## Problems to work on
A - In the passage about Finablr, what was the company's stock price at the time it was suspended?
B - Rewrite the stretch of the Finablr passage from "Dubai: The problems" through "at 10 pence.", swapping "cheques" out for "promissory notes".

## Given passage

%%

Dubai: The problems that erupted at NMC Health did not end there - it soon managed to consume sister company, Finablr, and the most prized possession within it, the UAE Exchange Centre.
The most distressing aspect of the latest findings relates to about $100 million in cheques issued, which “may have been used as security for financing arrangements for the benefit of third-parties”. A statement to the London Stock Exchange, on Monday (March 16), had this to say: “The existence of these cheques has only recently been brought to the attention of the Board (of Directors) and urgent investigations are ongoing.”
The Finablr stock has been suspended. From a high of 2.15 pounds on December 11, 2019, it was at 45 pence on March 12. At the time of suspension, it was at 10 pence.
This is the second time in so many weeks that a Board of Directors associated with a company founded by Indian billionaire Dr. B.R. Shetty had come up with findings related to fund use. At NMC Health, the Board found that the UAE’s largest healthcare operator was carrying an additional $2.7 billion that was not on its books. This was on top of the $2 billion plus it was reported as carrying.

%%

## Material supplied
%%

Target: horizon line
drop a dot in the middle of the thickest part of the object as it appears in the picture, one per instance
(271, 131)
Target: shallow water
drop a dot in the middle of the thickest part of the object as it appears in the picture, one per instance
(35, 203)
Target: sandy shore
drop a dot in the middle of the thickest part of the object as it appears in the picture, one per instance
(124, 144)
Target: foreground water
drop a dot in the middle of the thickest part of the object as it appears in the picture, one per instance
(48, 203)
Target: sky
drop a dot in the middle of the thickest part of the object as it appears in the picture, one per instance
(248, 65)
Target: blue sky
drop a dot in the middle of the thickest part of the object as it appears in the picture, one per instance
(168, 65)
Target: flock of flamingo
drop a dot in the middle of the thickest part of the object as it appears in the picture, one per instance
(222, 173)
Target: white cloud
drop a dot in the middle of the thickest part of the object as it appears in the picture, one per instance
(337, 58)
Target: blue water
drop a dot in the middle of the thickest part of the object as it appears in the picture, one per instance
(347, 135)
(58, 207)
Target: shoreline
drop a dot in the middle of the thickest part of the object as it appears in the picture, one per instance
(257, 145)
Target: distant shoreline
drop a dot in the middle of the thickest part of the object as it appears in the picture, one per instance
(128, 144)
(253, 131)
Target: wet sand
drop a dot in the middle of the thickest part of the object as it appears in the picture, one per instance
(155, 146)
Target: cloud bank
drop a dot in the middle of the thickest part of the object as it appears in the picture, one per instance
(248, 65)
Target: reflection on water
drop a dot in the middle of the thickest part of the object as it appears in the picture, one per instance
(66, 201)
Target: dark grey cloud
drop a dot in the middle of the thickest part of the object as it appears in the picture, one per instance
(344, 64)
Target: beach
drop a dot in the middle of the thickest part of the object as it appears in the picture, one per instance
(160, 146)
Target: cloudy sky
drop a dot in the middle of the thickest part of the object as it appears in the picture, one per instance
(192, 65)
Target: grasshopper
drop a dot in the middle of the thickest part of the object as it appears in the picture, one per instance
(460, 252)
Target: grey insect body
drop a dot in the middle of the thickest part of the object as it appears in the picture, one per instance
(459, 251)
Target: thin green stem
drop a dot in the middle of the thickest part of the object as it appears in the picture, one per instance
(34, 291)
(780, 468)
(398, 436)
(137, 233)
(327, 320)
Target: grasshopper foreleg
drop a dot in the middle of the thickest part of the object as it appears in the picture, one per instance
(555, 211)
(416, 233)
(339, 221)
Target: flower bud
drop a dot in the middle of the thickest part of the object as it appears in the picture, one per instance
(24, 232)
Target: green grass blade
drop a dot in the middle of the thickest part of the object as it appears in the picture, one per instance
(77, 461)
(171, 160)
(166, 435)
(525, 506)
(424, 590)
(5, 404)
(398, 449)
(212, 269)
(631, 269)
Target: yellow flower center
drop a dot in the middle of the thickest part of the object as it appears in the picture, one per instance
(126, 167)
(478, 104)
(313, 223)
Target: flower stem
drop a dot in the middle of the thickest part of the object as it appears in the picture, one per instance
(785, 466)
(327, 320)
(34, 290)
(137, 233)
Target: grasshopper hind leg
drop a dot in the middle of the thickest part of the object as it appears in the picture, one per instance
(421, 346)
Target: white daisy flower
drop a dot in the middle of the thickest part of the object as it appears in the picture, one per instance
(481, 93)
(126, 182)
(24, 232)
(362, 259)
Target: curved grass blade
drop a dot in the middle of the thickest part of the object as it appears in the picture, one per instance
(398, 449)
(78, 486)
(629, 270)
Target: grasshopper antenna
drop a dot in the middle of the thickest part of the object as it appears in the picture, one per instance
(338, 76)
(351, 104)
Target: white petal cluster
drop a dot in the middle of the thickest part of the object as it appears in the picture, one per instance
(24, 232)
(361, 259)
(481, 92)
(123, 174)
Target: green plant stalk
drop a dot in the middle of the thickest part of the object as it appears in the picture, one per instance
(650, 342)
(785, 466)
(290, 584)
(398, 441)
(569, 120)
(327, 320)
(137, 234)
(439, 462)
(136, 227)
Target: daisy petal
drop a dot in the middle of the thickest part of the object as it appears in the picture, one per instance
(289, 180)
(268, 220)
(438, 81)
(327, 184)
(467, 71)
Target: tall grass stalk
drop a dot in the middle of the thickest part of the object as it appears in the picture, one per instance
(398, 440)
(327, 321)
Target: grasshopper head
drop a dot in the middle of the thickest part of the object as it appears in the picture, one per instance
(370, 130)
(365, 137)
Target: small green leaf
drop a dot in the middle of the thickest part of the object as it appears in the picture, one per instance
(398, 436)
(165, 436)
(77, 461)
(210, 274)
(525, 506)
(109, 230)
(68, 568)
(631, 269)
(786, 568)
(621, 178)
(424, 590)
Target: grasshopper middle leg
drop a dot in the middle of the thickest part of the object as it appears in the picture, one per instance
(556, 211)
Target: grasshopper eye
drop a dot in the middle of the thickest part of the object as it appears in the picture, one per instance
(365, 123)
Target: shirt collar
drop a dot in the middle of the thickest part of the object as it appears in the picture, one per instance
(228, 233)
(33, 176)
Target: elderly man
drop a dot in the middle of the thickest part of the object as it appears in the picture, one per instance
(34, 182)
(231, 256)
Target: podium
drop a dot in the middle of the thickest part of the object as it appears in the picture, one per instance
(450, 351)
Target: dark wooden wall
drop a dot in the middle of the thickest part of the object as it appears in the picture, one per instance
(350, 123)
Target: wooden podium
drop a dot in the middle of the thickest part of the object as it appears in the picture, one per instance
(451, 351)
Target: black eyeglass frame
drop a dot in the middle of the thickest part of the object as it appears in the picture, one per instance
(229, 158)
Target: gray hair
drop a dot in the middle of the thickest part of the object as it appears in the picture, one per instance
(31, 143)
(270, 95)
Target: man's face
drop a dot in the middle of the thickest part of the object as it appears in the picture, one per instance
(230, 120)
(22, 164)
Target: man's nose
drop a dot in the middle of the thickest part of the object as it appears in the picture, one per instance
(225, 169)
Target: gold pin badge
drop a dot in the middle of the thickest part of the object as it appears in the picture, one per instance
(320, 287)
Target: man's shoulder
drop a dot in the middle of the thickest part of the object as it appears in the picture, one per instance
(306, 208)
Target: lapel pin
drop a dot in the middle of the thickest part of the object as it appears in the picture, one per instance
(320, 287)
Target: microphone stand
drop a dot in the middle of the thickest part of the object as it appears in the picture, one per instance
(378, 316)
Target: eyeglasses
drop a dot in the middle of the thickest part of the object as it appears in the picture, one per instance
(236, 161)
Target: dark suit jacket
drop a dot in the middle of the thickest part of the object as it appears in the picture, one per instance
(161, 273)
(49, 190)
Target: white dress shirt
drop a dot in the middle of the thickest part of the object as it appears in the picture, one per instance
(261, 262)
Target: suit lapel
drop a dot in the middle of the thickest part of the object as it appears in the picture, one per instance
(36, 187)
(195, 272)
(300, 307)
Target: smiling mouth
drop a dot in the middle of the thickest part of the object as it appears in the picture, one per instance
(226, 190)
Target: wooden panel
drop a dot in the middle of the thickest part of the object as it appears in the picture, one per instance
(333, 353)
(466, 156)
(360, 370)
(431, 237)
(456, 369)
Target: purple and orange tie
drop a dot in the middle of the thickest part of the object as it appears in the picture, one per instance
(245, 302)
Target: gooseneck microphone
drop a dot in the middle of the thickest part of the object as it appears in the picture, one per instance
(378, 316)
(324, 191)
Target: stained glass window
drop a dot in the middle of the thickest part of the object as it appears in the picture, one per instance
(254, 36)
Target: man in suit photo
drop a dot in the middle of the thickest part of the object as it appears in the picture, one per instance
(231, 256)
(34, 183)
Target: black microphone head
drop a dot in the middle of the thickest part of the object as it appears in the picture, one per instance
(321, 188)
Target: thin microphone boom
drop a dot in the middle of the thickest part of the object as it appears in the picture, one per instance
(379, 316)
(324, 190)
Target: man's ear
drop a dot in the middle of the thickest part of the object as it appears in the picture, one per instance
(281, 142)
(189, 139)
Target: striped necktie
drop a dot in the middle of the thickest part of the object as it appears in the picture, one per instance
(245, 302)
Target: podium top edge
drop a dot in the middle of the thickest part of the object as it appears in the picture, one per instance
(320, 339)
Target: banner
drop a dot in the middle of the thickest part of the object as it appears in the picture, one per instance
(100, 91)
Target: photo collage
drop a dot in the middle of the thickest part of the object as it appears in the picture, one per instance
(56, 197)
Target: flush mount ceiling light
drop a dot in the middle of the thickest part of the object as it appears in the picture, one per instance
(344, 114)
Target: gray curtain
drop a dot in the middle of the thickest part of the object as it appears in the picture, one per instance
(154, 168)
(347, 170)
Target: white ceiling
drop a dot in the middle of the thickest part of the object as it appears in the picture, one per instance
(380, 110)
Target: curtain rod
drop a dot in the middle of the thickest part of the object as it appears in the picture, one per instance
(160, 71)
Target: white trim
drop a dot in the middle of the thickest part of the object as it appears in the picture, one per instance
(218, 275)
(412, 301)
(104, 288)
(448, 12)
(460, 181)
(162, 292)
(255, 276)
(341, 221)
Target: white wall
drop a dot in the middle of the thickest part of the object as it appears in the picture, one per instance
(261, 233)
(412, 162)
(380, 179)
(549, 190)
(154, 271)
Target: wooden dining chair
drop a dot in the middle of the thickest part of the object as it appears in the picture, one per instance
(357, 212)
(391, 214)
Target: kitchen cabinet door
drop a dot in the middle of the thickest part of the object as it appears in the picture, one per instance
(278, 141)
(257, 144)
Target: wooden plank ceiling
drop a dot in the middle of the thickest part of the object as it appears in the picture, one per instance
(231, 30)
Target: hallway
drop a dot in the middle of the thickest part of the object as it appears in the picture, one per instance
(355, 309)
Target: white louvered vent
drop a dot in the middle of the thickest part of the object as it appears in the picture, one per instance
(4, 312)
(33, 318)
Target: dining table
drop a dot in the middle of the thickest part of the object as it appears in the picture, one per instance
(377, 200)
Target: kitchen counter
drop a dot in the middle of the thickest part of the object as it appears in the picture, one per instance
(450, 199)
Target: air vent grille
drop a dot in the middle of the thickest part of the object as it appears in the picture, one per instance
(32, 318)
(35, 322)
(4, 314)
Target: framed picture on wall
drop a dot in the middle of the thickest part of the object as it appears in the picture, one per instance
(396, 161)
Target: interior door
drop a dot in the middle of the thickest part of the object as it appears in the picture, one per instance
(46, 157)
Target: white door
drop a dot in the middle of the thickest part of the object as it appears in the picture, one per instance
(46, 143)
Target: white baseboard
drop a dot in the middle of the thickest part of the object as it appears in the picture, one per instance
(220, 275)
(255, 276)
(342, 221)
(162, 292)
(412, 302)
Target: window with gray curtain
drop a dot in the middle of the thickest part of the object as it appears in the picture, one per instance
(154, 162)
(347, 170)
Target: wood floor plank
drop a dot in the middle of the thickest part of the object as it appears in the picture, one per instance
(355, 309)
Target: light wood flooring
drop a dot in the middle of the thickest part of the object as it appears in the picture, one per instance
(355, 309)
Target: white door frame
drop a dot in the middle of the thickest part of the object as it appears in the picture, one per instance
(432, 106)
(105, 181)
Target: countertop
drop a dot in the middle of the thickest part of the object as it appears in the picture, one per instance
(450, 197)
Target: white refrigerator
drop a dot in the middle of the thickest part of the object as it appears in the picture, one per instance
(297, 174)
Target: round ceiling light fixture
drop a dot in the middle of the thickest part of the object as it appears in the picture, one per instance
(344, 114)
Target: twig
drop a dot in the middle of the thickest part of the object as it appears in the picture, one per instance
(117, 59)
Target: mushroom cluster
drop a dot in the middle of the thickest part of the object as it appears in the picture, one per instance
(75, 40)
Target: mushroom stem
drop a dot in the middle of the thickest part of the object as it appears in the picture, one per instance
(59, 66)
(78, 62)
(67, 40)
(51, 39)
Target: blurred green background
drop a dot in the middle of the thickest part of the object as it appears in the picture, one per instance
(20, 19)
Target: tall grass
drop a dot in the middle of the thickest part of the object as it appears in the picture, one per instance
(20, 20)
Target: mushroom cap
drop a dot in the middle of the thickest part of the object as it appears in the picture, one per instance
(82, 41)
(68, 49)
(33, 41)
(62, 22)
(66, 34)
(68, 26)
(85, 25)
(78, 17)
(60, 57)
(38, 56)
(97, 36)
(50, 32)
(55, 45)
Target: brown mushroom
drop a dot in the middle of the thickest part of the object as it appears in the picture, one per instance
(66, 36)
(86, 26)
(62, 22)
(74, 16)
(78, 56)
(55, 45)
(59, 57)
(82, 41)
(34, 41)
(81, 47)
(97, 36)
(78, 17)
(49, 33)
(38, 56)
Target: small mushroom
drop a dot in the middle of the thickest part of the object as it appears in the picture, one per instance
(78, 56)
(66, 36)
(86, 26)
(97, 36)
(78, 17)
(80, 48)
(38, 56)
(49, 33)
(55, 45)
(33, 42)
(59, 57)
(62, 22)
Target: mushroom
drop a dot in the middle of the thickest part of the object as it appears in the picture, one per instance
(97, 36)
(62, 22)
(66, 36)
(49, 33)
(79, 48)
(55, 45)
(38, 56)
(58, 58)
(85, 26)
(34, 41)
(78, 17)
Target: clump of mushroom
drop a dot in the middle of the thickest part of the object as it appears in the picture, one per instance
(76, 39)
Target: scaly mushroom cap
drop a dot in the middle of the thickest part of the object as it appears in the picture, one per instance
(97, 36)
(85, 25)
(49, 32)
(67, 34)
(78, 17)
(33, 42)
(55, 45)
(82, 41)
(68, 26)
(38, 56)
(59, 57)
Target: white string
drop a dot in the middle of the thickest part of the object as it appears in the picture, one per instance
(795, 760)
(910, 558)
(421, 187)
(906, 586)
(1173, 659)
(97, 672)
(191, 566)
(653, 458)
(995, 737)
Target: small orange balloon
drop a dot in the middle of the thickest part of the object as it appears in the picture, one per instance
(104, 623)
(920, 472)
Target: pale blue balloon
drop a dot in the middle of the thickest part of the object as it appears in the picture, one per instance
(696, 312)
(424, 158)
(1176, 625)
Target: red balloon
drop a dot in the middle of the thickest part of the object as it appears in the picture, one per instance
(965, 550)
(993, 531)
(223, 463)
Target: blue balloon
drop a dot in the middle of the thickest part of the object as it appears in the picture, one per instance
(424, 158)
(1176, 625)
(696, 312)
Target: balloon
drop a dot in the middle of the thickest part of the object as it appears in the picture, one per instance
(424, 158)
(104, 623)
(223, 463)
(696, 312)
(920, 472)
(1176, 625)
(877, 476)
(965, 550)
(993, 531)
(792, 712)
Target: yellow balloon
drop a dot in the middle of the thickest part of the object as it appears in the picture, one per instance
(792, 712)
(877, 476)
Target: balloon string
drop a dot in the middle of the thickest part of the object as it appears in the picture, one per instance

%%

## Answer set
A - 10 pence

B -
Dubai: The problems that erupted at NMC Health did not end there - it soon managed to consume sister company, Finablr, and the most prized possession within it, the UAE Exchange Centre.
The most distressing aspect of the latest findings relates to about $100 million in promissory notes issued, which “may have been used as security for financing arrangements for the benefit of third-parties”. A statement to the London Stock Exchange, on Monday (March 16), had this to say: “The existence of these promissory notes has only recently been brought to the attention of the Board (of Directors) and urgent investigations are ongoing.”
The Finablr stock has been suspended. From a high of 2.15 pounds on December 11, 2019, it was at 45 pence on March 12. At the time of suspension, it was at 10 pence.